▸ **TEXTE SOURCE**:
• • •

Dans quel contexte Pierre Bourdieu publie-t-il ses premiers travaux à la fin des années 1950 ?

Sa première publication prend la forme d’un « Que sais-je ? » baptisé Sociologie de l’Algérie. Elle paraît en 1958, en pleine guerre d’Algérie. Pierre Bourdieu se réclame alors d’un groupe de chercheurs, d’intellectuels et de scientifiques appelés « les libéraux », qui peine à se positionner clairement : ils sont à la fois très favorables à l’indépendance de l’Algérie, mais n’apportent pas directement leur soutien au FLN. Ils souhaitent avant tout réaliser des enquêtes de terrain pour faire connaître la situation coloniale et ses effets à la population française métropolitaine, et en particulier la violence politique, économique, sociale et symbolique que la colonisation inflige à la société traditionnelle. C’est à ce moment-là que Pierre Bourdieu naît en tant que sociologue.

Quelle est alors la place de la sociologie dans le paysage intellectuel français ?

La sociologie n’a plus le lustre qu’elle avait difficilement conquis grâce au travail d’Émile Durkheim et de ses disciples. À la Libération, elle devient une discipline assez empirique, principalement localisée au CNRS et dominée par la philosophie. Lorsque Bourdieu fait son apparition dans ce champ, la sociologie vient seulement d’obtenir une certaine autonomie universitaire avec la création de sa propre licence. À l’époque, la vie intellectuelle se concentre principalement autour du groupe de Jean-Paul Sartre et de sa revue, Les Temps modernes.

La formation philosophique initiale de Pierre Bourdieu a-t-elle contribué à alimenter son travail ?

Oui, elle est capitale. Bourdieu n’a jamais cessé de se considérer en partie comme un philosophe, mais un philosophe qui résolvait les problèmes philosophiques par des moyens qui n’étaient pas ceux de la philosophie classique. La sociologie se nourrit de questions qui lui viennent de l’extérieur tout en ayant sa propre autonomie. Il était et reste une référence en la matière, comme l’est Norbert Elias. Ils ont ce point commun d’avoir eu un parcours assez atypique.

Quels sont les principaux apports de Bourdieu à la sociologie ?

Ils sont très nombreux. Je commencerais par ce qu’il appelle le concept des champs de production culturelle. Bourdieu a développé une théorie sur la genèse d’espaces sociaux particuliers qui sont caractérisés par des formes de croyance particulières, comme la vérité dans le champ scientifique, par exemple. Il a essayé d’analyser les conditions sociales de leur émergence et leur structure, en pensant toujours ces univers dans leurs relations avec l’espace social environnant. Il y revient dans ses travaux en permanence.

« Cette dimension de lutte et de domination symboliques qu’il a injectée dans différents domaines est ce qui fait l’unité de sa théorie »

• • •

▸ **CONSIGNE 1**:
Repérez dans les enregistrements ci-dessous chaque ligne qui contient le mot « cheese », puis recopiez ces lignes en tenant compte des majuscules et des minuscules.

• • •

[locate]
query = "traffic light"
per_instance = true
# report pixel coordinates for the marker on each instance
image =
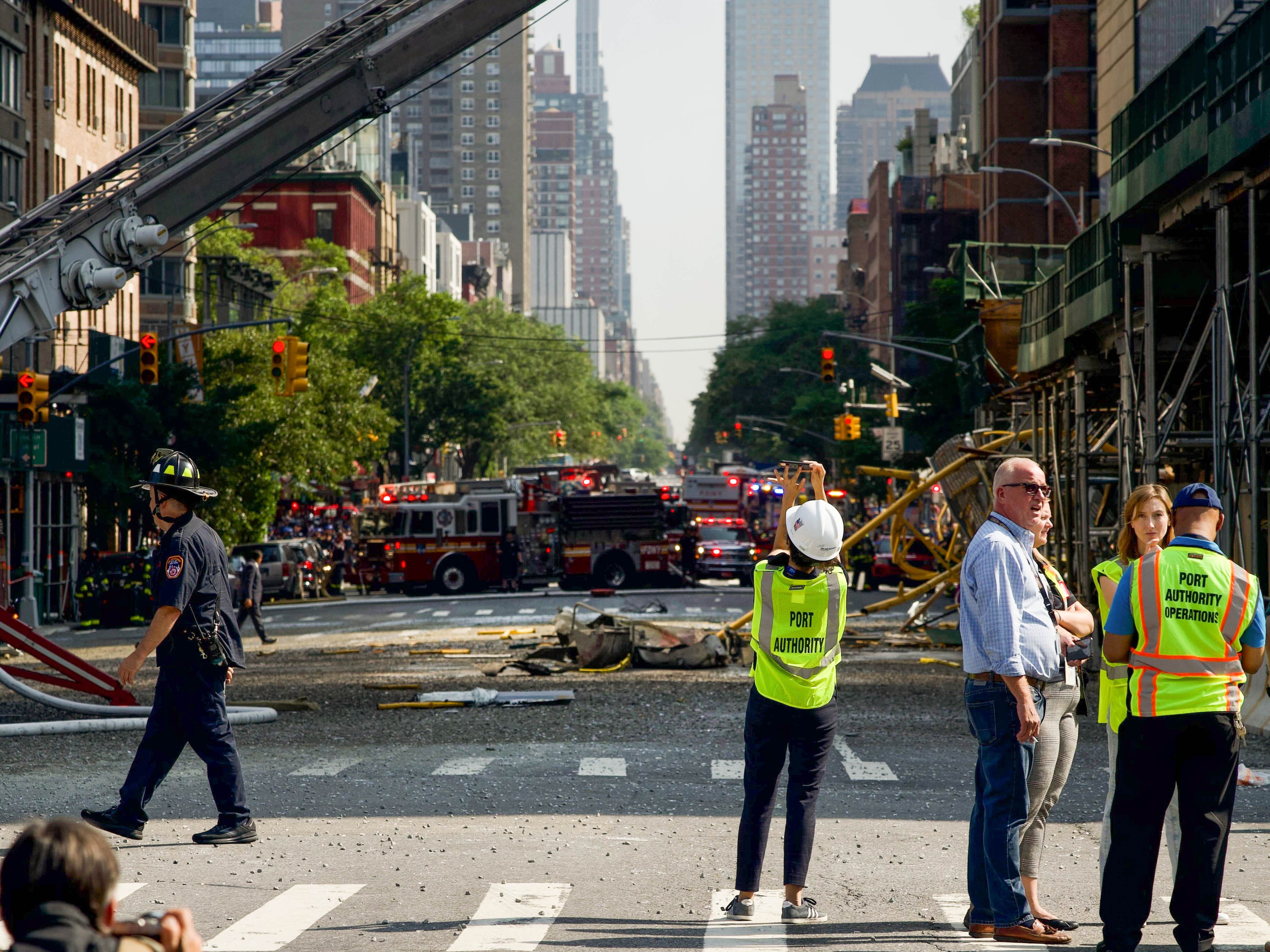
(32, 398)
(298, 366)
(279, 364)
(149, 359)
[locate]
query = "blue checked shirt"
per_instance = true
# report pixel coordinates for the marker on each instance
(1005, 625)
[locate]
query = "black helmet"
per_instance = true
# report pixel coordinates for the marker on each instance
(171, 469)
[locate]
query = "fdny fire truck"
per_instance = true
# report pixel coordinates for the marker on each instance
(437, 537)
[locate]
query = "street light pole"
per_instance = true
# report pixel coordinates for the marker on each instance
(999, 169)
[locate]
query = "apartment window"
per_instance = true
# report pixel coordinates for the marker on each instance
(166, 88)
(167, 22)
(164, 277)
(324, 224)
(11, 78)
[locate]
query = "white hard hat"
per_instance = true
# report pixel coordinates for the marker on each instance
(816, 530)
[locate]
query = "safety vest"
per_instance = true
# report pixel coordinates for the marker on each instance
(1190, 607)
(798, 629)
(1113, 678)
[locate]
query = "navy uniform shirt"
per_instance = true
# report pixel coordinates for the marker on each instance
(192, 574)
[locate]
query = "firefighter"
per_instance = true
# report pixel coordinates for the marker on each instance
(89, 589)
(199, 648)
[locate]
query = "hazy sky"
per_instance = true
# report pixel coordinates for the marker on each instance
(665, 70)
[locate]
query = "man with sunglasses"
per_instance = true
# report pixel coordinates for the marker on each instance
(1010, 650)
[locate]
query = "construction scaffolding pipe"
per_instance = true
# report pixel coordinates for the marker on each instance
(124, 718)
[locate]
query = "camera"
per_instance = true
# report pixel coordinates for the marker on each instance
(145, 924)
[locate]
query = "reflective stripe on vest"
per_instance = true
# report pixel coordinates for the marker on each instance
(831, 629)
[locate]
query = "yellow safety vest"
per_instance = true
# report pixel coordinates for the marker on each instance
(797, 635)
(1190, 607)
(1113, 678)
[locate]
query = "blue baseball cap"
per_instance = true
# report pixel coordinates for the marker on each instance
(1197, 494)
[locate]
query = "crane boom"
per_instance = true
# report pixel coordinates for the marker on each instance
(80, 247)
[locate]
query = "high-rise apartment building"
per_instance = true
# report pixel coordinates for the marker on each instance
(874, 121)
(766, 39)
(775, 236)
(465, 140)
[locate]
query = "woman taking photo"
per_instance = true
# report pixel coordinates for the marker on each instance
(1056, 743)
(1146, 526)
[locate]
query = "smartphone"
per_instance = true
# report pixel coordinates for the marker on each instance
(145, 924)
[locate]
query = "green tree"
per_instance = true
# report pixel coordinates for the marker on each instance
(798, 412)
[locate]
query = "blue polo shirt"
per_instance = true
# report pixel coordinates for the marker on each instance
(1121, 616)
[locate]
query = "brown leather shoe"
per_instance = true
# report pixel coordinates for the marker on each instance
(1037, 934)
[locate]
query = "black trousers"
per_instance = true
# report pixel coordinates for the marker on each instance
(772, 729)
(1198, 753)
(255, 613)
(188, 709)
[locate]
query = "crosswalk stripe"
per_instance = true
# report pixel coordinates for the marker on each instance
(602, 767)
(765, 932)
(326, 768)
(1246, 930)
(860, 770)
(281, 919)
(514, 916)
(464, 767)
(122, 890)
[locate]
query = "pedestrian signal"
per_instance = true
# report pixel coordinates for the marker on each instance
(149, 359)
(32, 398)
(279, 364)
(298, 366)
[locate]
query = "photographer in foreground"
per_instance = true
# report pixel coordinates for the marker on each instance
(801, 605)
(56, 895)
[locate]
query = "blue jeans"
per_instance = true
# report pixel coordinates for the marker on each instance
(1000, 804)
(188, 709)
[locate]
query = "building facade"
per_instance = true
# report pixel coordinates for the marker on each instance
(775, 236)
(873, 124)
(467, 139)
(766, 39)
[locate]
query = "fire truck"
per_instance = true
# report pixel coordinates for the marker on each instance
(620, 540)
(440, 537)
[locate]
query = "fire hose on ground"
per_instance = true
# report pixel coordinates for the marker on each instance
(122, 719)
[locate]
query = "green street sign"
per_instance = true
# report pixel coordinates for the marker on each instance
(28, 447)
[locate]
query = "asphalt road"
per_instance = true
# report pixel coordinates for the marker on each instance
(609, 823)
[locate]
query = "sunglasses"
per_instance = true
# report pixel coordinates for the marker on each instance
(1032, 489)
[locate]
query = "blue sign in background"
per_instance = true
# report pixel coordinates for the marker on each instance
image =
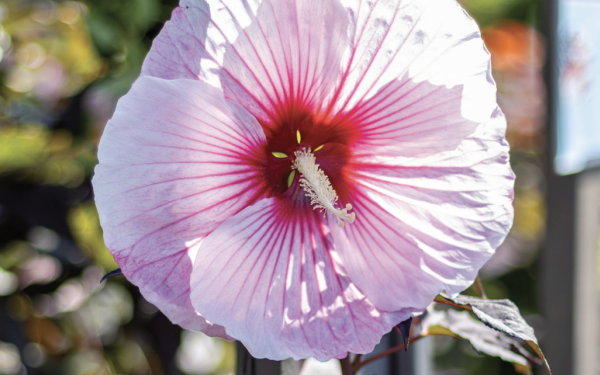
(578, 133)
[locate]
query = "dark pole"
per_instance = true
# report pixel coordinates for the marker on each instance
(248, 365)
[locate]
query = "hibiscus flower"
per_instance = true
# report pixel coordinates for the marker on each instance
(302, 175)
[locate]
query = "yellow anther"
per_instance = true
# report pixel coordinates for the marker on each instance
(318, 188)
(291, 178)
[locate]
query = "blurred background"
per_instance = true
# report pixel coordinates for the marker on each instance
(63, 66)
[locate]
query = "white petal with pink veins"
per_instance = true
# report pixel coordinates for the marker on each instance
(417, 73)
(267, 55)
(272, 276)
(175, 162)
(427, 224)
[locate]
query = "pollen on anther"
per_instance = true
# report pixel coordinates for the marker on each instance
(318, 188)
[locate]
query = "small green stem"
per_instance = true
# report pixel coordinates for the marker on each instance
(346, 366)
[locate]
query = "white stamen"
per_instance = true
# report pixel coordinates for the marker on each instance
(318, 188)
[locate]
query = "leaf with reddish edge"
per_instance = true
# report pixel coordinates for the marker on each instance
(116, 272)
(502, 315)
(483, 339)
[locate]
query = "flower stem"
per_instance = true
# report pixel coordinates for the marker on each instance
(393, 350)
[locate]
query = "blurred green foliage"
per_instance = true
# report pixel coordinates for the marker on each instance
(63, 66)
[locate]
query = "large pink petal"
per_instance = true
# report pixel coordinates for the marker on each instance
(176, 160)
(272, 276)
(417, 79)
(269, 55)
(426, 225)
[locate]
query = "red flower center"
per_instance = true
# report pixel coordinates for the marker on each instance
(329, 141)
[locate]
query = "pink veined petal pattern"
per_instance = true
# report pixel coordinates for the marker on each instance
(194, 205)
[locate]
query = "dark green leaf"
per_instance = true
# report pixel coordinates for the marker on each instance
(502, 315)
(483, 339)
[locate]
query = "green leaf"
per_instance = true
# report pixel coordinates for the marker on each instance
(483, 339)
(502, 315)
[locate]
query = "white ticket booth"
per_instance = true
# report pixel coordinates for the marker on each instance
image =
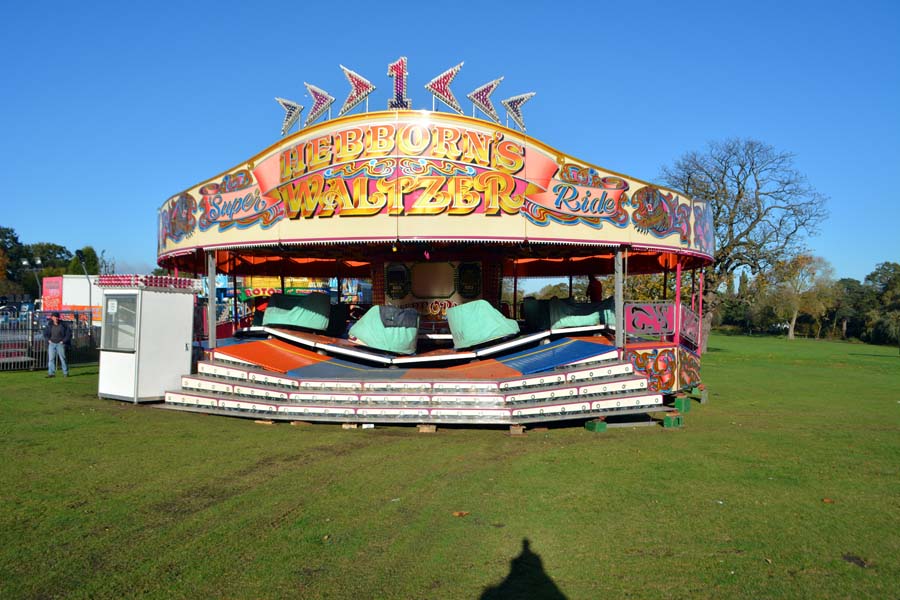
(146, 336)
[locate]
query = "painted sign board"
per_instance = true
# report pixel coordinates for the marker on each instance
(419, 175)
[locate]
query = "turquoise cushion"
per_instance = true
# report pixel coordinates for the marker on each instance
(478, 322)
(370, 331)
(309, 311)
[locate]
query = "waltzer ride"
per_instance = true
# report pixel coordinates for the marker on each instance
(440, 212)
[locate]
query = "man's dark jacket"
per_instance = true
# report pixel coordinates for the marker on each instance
(67, 331)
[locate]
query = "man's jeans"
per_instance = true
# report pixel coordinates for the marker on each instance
(54, 350)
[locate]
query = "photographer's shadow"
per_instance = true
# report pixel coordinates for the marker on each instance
(526, 579)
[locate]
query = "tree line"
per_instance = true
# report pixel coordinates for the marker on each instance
(800, 296)
(21, 265)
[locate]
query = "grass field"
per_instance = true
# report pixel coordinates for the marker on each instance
(786, 484)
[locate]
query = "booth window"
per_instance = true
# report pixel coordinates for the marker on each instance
(119, 322)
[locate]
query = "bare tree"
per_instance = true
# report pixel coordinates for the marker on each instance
(762, 206)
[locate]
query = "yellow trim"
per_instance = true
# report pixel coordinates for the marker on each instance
(396, 116)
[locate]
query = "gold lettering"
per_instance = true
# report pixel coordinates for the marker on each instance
(348, 144)
(301, 197)
(497, 188)
(477, 148)
(365, 205)
(320, 152)
(380, 140)
(465, 198)
(509, 156)
(446, 142)
(430, 201)
(413, 140)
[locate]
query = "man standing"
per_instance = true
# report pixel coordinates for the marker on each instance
(58, 334)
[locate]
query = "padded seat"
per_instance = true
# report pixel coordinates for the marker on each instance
(477, 322)
(309, 311)
(387, 328)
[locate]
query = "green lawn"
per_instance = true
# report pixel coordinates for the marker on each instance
(103, 499)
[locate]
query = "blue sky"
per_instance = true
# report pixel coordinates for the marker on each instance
(108, 109)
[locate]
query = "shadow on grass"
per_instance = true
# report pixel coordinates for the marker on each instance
(526, 579)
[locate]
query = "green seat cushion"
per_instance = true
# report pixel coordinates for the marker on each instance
(478, 322)
(309, 311)
(370, 331)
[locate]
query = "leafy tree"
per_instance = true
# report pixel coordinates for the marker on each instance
(801, 284)
(51, 255)
(91, 262)
(883, 324)
(762, 207)
(14, 251)
(852, 303)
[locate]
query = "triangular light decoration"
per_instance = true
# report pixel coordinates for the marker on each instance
(514, 107)
(321, 101)
(481, 97)
(292, 112)
(440, 87)
(360, 88)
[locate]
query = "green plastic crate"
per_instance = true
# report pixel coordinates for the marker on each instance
(595, 426)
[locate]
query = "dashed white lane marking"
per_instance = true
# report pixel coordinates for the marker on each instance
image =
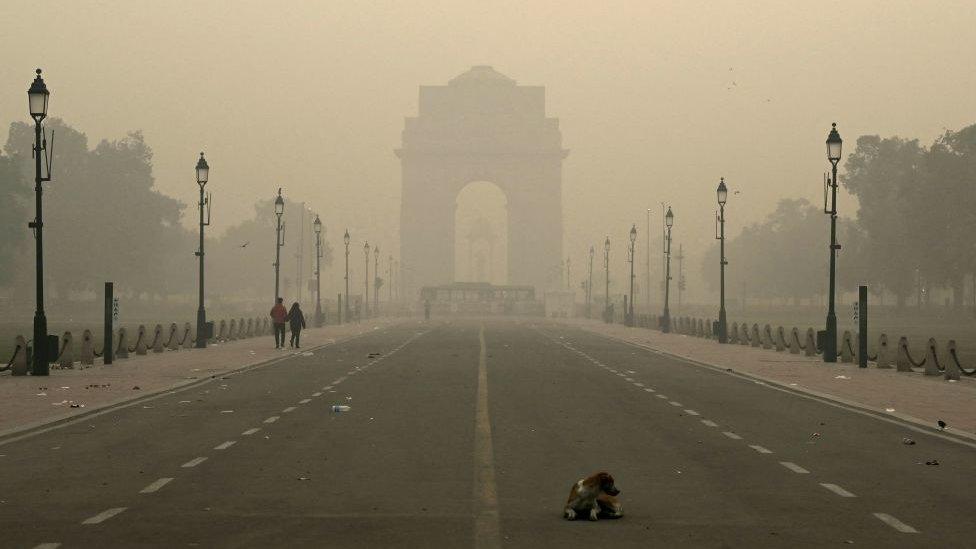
(155, 486)
(895, 523)
(794, 467)
(193, 462)
(837, 490)
(104, 515)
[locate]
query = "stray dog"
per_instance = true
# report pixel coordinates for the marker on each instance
(596, 495)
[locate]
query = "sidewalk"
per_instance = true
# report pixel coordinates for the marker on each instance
(27, 402)
(908, 396)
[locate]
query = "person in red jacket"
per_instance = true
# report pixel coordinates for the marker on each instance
(278, 315)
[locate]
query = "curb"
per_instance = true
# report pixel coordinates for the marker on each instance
(15, 434)
(904, 420)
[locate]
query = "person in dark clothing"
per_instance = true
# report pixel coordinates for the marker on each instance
(278, 315)
(296, 321)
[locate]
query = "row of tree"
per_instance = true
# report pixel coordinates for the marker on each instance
(916, 214)
(105, 220)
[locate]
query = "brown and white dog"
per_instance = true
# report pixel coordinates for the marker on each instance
(596, 495)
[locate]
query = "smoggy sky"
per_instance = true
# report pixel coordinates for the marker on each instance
(656, 100)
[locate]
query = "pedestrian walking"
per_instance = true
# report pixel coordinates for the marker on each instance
(296, 321)
(278, 315)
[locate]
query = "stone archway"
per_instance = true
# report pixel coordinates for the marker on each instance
(481, 126)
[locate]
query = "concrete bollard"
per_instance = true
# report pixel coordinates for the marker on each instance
(847, 347)
(67, 351)
(87, 349)
(902, 364)
(884, 352)
(811, 344)
(122, 350)
(18, 366)
(141, 347)
(932, 359)
(952, 367)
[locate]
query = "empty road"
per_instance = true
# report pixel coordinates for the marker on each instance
(469, 433)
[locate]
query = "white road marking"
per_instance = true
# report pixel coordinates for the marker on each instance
(837, 490)
(193, 462)
(104, 515)
(895, 523)
(794, 467)
(486, 525)
(155, 486)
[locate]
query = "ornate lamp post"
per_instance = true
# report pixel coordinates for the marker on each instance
(279, 240)
(203, 175)
(666, 319)
(606, 291)
(834, 144)
(366, 292)
(723, 193)
(376, 276)
(589, 288)
(38, 97)
(317, 227)
(345, 239)
(633, 240)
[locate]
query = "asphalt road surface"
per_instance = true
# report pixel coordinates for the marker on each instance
(469, 434)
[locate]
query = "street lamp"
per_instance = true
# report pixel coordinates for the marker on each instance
(633, 240)
(317, 227)
(606, 292)
(203, 175)
(279, 240)
(666, 320)
(345, 239)
(38, 96)
(589, 288)
(376, 276)
(834, 144)
(366, 293)
(723, 194)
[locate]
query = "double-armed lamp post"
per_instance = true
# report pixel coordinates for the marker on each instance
(723, 193)
(630, 311)
(279, 241)
(203, 175)
(666, 319)
(834, 144)
(606, 277)
(317, 227)
(38, 96)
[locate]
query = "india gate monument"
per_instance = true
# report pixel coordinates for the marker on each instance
(481, 127)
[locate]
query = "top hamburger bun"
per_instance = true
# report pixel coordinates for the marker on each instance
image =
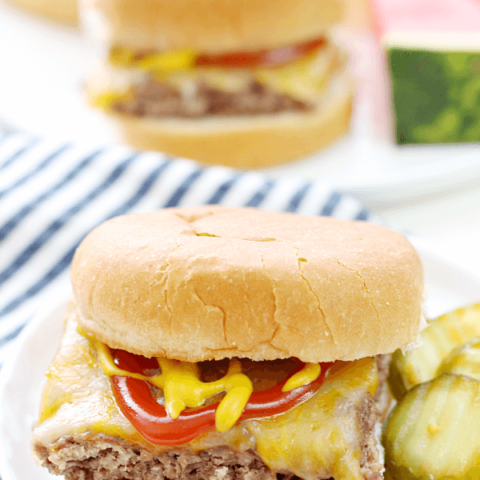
(214, 282)
(212, 26)
(65, 11)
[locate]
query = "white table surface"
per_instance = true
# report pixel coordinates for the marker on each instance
(450, 222)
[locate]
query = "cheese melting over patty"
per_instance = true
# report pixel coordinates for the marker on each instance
(320, 438)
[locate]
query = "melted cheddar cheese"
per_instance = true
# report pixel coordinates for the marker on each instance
(305, 79)
(320, 437)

• • •

▸ **CONSIGNE 2**:
Reproduisez mot pour mot le passage du texte sur Pierre Bourdieu situé entre « Quels sont les » et « travaux en permanence. », ces deux extraits compris.

▸ **RÉPONSE 1**:
query = "cheese melting over patty"
query = "melted cheddar cheese"

▸ **RÉPONSE 2**:
Quels sont les principaux apports de Bourdieu à la sociologie ?

Ils sont très nombreux. Je commencerais par ce qu’il appelle le concept des champs de production culturelle. Bourdieu a développé une théorie sur la genèse d’espaces sociaux particuliers qui sont caractérisés par des formes de croyance particulières, comme la vérité dans le champ scientifique, par exemple. Il a essayé d’analyser les conditions sociales de leur émergence et leur structure, en pensant toujours ces univers dans leurs relations avec l’espace social environnant. Il y revient dans ses travaux en permanence.